### Provided text
This part is just DSA's own lightning indexer, for reference since it's what gets shared:

Compatibility between query `q`

and each candidate position `i`

, per block/head:

`s_i = q · W_i + b_i`

— raw score for position i`g_i = max(0, s_i)`

— ReLU gate (this is the "lightning" part: cheap, no softmax needed before selection)`Top-k = argmax_i(g_i)`

over all i — pick the k highest-scoring positionsThis sits *underneath* MLA (Multi-head Latent Attention). The reason MLA matters here: instead of every head keeping its own full KV, MLA squeezes all heads' KV into one shared **low-rank latent vector** — `latent = x·W^D`

(down-projection). The indexer scores against this compressed representation, which is part of why it's so much cheaper per-FLOP than the main attention.

### Complete the following
• a. Answer these questions from the lightning indexer excerpt:
(i) What does MLA stand for?
(ii) According to the excerpt, why is the ReLU gate the "lightning" part?
(iii) What expression does the excerpt give for the latent vector, and what kind of projection is it?
• b. Return, line for line and unchanged, the listing lines starting at its first line and ending at the line that contains "column 168, row 286". Both of those lines are included. Leave out the pictures.

### Input data
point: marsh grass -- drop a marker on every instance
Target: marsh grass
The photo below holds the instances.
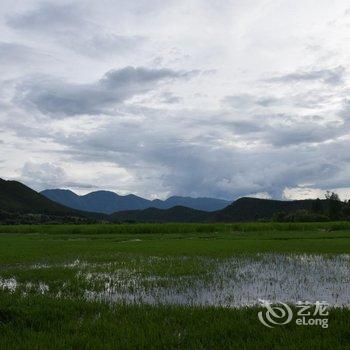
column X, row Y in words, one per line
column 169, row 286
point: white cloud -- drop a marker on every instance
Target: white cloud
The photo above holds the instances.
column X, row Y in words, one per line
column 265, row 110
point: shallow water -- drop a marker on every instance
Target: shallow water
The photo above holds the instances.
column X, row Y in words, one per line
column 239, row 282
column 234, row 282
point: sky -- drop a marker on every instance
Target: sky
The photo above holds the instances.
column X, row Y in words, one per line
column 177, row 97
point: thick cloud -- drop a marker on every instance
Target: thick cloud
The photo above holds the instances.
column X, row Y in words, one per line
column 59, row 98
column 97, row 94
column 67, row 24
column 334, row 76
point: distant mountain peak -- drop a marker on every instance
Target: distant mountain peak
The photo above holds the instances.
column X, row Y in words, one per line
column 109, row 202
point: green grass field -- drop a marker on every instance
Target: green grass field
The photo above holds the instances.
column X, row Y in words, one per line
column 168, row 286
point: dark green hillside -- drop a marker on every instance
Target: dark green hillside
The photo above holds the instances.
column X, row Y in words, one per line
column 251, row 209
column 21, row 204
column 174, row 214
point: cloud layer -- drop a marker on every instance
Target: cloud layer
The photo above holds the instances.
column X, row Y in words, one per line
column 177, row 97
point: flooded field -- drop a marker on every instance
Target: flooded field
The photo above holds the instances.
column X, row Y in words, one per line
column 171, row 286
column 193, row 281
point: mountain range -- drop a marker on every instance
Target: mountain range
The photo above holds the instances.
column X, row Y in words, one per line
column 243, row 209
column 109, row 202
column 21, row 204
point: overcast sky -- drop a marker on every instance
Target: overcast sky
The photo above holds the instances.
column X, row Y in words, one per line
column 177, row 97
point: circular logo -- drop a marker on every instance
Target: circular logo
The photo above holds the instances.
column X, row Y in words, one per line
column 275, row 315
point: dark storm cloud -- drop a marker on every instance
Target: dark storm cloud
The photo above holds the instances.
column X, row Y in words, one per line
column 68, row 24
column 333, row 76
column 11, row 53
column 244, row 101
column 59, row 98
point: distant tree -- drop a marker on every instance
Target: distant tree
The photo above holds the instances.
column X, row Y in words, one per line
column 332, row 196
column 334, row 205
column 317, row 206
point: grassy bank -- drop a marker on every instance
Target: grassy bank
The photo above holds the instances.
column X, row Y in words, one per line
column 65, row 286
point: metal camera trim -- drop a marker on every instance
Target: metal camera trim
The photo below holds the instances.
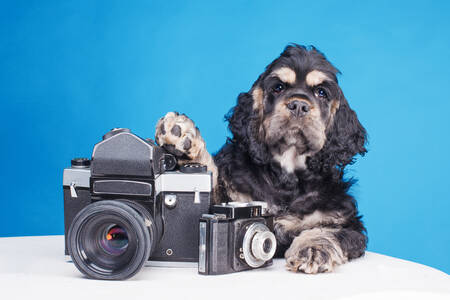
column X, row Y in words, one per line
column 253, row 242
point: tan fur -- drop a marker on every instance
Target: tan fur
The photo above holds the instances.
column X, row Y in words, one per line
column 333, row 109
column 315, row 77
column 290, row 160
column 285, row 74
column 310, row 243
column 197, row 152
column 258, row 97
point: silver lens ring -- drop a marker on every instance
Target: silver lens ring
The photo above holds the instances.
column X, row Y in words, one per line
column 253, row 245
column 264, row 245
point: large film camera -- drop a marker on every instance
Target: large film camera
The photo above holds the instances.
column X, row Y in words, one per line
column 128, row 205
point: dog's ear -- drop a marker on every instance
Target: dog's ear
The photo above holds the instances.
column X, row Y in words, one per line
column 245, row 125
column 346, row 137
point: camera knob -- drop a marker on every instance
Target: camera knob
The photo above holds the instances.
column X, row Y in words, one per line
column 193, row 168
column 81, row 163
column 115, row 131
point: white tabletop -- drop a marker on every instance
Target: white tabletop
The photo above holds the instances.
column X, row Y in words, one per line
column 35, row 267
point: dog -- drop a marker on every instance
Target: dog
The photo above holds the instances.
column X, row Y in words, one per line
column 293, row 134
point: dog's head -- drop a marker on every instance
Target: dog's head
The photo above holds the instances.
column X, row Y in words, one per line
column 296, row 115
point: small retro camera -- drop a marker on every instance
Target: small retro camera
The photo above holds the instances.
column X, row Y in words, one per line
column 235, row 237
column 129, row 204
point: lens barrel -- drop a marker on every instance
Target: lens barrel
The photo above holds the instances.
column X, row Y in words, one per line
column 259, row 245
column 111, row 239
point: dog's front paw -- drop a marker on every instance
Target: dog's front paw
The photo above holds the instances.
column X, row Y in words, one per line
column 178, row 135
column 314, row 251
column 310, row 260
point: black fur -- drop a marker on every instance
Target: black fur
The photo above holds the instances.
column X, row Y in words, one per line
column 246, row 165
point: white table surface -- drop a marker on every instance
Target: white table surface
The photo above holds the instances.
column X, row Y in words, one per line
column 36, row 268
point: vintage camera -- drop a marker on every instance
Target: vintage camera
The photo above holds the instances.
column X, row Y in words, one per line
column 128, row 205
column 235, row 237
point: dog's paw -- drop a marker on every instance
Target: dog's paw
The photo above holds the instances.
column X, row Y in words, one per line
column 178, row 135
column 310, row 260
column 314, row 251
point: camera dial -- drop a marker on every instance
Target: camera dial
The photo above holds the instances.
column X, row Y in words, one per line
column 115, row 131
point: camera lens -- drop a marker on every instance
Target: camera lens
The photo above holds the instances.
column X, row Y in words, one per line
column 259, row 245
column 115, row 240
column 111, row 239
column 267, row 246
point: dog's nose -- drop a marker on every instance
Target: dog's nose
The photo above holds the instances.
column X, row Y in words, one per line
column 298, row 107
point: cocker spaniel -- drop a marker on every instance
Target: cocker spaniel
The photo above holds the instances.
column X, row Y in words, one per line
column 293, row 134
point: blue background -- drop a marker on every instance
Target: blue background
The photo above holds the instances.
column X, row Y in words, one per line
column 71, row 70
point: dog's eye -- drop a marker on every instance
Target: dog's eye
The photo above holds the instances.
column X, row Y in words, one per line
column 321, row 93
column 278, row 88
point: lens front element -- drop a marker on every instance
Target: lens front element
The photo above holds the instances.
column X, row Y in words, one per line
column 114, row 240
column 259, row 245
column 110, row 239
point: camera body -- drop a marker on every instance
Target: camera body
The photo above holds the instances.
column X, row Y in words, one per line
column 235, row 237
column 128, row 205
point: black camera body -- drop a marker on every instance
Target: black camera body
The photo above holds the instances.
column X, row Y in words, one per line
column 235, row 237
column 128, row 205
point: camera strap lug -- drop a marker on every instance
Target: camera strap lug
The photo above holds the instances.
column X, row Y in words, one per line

### Solved problems
• a.
(i) Multi-head Latent Attention.
(ii) It is cheap, with no softmax needed before selection.
(iii) `latent = x·W^D`, a down-projection.

• b.
point: marsh grass -- drop a marker on every instance
Target: marsh grass
The photo below holds the instances.
column X, row Y in words, one per line
column 169, row 286
point: white cloud -- drop a marker on every instance
Target: white cloud
The photo above holds the instances.
column X, row Y in words, one per line
column 265, row 110
point: shallow water -- drop a marker on every instance
Target: shallow water
The photo above holds the instances.
column X, row Y in words, one per line
column 239, row 282
column 234, row 282
point: sky -- drop a marker on every instance
Target: sky
The photo above holds the instances.
column X, row Y in words, one per line
column 177, row 97
point: thick cloud -- drop a marker on every instance
Target: thick cloud
The photo above holds the instances.
column X, row Y in words, one per line
column 59, row 98
column 97, row 94
column 67, row 24
column 334, row 76
point: distant mountain peak -- drop a marker on every instance
Target: distant mountain peak
The photo above holds the instances.
column X, row Y in words, one per line
column 109, row 202
point: green grass field -- drop a marker on every instance
Target: green grass field
The photo above holds the instances.
column X, row Y in words, one per line
column 168, row 286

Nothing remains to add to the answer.